▶ _Problem description_: Pick out every line in the entries below that contains the string "hull", matching case exactly, and copy each one out in full.

** BEGIN Data excerpts **

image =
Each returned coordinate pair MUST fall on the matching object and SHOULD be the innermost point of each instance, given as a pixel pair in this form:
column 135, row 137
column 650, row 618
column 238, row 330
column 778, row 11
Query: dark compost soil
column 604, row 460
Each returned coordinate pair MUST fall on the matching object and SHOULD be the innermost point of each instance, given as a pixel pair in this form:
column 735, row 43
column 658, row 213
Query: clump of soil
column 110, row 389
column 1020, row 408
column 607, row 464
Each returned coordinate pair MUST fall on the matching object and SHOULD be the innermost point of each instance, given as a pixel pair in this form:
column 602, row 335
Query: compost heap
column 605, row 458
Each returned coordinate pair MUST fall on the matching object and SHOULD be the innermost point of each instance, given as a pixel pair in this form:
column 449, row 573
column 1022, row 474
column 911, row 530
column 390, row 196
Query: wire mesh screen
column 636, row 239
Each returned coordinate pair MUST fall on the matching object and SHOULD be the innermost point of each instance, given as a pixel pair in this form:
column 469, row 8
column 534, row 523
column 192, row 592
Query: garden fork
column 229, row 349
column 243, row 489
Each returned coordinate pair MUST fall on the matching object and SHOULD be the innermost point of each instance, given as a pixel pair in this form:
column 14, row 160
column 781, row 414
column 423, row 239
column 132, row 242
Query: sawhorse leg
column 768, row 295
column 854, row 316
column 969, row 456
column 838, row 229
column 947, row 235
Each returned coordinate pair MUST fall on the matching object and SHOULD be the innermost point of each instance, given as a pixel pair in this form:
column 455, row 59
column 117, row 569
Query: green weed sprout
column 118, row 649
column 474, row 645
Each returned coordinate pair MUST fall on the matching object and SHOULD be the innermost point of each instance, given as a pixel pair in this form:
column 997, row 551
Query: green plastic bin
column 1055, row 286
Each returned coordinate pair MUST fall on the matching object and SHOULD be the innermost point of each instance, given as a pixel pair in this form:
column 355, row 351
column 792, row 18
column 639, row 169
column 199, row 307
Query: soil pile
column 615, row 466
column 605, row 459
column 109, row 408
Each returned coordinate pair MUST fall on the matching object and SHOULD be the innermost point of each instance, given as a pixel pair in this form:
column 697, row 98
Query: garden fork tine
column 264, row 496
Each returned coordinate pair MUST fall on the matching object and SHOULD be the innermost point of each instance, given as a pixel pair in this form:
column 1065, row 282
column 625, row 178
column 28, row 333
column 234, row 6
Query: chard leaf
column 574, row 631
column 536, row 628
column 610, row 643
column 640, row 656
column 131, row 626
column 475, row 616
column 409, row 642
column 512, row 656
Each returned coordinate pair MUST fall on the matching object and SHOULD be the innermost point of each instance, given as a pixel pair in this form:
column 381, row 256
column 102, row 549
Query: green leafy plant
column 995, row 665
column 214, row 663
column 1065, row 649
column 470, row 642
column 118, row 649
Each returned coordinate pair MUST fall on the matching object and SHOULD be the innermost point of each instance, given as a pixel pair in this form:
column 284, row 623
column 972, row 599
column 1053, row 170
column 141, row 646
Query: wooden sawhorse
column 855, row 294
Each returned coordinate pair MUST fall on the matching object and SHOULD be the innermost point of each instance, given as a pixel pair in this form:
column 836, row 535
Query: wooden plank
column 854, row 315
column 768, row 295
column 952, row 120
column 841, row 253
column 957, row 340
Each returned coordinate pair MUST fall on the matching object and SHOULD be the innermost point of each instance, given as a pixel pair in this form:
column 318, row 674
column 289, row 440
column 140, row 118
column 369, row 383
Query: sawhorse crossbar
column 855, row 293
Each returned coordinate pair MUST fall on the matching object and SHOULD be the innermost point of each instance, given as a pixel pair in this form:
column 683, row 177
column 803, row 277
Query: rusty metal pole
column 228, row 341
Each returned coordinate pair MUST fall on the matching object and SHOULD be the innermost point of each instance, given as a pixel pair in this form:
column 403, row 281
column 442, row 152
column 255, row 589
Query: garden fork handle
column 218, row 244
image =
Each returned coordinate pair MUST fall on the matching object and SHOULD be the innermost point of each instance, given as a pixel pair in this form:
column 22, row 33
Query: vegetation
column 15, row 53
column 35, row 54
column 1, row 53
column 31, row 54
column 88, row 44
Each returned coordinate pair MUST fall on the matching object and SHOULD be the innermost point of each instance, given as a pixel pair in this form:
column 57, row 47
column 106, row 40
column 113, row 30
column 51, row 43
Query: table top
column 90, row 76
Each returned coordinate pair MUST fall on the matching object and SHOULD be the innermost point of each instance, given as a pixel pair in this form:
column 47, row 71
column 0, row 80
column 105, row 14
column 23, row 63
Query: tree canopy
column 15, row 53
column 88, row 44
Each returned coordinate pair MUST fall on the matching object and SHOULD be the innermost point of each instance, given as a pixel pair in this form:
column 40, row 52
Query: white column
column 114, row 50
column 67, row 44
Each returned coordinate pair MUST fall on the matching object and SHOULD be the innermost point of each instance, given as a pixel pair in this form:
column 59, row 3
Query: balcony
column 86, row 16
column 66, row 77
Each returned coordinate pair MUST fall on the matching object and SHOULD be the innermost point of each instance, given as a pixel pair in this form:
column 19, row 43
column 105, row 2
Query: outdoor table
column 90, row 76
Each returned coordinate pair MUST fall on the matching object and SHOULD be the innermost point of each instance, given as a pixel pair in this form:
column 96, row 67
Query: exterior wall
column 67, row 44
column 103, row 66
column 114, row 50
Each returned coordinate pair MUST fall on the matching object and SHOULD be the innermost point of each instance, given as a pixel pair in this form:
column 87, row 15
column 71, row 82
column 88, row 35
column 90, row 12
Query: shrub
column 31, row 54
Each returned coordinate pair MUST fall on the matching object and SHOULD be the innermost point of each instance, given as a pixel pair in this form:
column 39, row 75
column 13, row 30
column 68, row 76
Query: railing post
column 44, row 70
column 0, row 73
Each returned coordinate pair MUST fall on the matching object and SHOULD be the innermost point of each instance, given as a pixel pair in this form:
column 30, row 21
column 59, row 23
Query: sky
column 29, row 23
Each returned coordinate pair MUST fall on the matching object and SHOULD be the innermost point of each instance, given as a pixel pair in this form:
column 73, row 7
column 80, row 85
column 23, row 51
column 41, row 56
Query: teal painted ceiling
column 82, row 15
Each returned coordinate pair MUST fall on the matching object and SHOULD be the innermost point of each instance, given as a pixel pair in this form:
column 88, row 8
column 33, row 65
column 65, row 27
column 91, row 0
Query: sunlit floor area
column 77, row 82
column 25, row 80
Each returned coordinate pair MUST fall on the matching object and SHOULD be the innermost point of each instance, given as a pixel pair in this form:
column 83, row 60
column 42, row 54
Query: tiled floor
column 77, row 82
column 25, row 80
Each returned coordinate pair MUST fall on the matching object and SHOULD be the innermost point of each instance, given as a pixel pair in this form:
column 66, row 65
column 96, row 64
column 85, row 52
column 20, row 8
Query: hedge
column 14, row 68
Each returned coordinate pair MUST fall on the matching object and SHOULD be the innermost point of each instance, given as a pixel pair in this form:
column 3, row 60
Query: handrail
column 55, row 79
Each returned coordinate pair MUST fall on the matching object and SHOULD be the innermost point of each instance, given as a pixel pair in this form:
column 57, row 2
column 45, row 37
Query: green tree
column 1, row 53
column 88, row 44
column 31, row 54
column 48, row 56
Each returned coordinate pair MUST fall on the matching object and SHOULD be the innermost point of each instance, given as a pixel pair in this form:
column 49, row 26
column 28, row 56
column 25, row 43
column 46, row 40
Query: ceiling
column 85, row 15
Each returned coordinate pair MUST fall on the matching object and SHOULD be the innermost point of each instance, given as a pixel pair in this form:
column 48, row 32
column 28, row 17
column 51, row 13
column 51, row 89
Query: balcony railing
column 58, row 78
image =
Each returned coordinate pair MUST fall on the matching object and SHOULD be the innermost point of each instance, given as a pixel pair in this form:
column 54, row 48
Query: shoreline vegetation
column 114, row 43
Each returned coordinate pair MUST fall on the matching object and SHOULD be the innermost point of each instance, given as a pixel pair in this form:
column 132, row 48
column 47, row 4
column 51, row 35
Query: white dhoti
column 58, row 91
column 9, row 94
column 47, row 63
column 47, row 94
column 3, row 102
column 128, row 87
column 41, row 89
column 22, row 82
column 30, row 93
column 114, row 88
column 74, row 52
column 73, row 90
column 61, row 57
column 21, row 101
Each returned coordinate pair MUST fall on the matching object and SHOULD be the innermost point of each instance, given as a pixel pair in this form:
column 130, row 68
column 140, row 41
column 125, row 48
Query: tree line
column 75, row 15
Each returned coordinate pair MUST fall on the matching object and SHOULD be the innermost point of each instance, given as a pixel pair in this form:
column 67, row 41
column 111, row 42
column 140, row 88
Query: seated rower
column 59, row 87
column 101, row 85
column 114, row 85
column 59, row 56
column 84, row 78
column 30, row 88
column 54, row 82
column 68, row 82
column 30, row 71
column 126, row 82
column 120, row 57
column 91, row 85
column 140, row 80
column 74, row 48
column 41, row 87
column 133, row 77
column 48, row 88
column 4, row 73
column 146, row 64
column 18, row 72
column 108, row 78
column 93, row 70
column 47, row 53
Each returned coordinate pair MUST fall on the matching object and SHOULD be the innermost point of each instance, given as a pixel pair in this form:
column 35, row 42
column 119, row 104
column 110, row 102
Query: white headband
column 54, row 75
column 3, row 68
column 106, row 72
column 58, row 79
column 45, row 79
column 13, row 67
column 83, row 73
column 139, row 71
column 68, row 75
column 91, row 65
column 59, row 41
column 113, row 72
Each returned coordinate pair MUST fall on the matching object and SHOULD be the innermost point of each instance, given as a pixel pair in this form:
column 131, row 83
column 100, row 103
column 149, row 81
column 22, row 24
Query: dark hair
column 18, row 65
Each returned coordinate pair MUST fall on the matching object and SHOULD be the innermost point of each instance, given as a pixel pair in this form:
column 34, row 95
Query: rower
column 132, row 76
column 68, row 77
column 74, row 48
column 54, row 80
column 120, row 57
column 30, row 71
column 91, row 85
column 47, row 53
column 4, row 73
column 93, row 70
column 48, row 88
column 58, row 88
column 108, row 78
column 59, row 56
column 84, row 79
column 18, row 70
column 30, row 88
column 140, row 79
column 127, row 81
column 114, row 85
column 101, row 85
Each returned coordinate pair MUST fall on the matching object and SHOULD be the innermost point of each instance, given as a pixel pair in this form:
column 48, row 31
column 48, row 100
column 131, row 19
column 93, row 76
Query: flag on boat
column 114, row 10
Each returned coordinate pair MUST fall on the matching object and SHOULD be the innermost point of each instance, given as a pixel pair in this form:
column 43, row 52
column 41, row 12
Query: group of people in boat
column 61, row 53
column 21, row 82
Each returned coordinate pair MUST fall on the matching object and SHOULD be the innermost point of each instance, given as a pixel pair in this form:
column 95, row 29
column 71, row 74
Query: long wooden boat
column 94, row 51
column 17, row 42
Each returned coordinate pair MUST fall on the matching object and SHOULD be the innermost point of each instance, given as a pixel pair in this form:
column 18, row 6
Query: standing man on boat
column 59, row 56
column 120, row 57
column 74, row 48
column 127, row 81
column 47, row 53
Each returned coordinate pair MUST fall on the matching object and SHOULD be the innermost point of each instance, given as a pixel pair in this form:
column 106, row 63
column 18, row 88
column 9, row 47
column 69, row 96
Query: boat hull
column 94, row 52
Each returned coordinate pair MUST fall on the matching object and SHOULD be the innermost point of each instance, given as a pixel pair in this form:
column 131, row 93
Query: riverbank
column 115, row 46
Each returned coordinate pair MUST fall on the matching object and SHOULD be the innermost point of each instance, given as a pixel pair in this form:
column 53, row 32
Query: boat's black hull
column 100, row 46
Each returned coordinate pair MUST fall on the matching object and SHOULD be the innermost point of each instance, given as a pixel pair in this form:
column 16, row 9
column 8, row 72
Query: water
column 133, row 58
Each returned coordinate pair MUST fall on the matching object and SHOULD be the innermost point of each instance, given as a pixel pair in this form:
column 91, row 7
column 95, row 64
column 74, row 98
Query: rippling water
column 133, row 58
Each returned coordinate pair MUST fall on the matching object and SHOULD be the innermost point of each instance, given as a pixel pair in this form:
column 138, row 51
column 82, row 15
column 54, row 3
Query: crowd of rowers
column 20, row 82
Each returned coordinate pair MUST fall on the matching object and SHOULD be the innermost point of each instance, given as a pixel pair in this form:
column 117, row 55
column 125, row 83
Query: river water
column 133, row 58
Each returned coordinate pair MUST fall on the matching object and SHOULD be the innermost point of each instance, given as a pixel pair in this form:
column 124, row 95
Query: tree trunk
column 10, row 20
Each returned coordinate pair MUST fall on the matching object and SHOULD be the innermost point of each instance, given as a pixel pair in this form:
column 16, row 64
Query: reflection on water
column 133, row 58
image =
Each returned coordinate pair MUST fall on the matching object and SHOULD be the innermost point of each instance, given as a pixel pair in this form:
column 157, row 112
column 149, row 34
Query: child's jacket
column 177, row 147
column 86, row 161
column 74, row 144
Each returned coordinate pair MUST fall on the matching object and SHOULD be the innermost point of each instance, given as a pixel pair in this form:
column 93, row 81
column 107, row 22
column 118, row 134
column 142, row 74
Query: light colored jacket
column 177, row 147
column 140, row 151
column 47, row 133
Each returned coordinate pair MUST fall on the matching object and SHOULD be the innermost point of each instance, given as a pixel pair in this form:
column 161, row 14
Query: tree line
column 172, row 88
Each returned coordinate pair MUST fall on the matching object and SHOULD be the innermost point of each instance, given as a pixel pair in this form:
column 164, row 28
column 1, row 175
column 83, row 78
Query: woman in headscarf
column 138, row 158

** END Data excerpts **

▶ _Solution to this exercise_:
Query: boat hull
Query: boat's black hull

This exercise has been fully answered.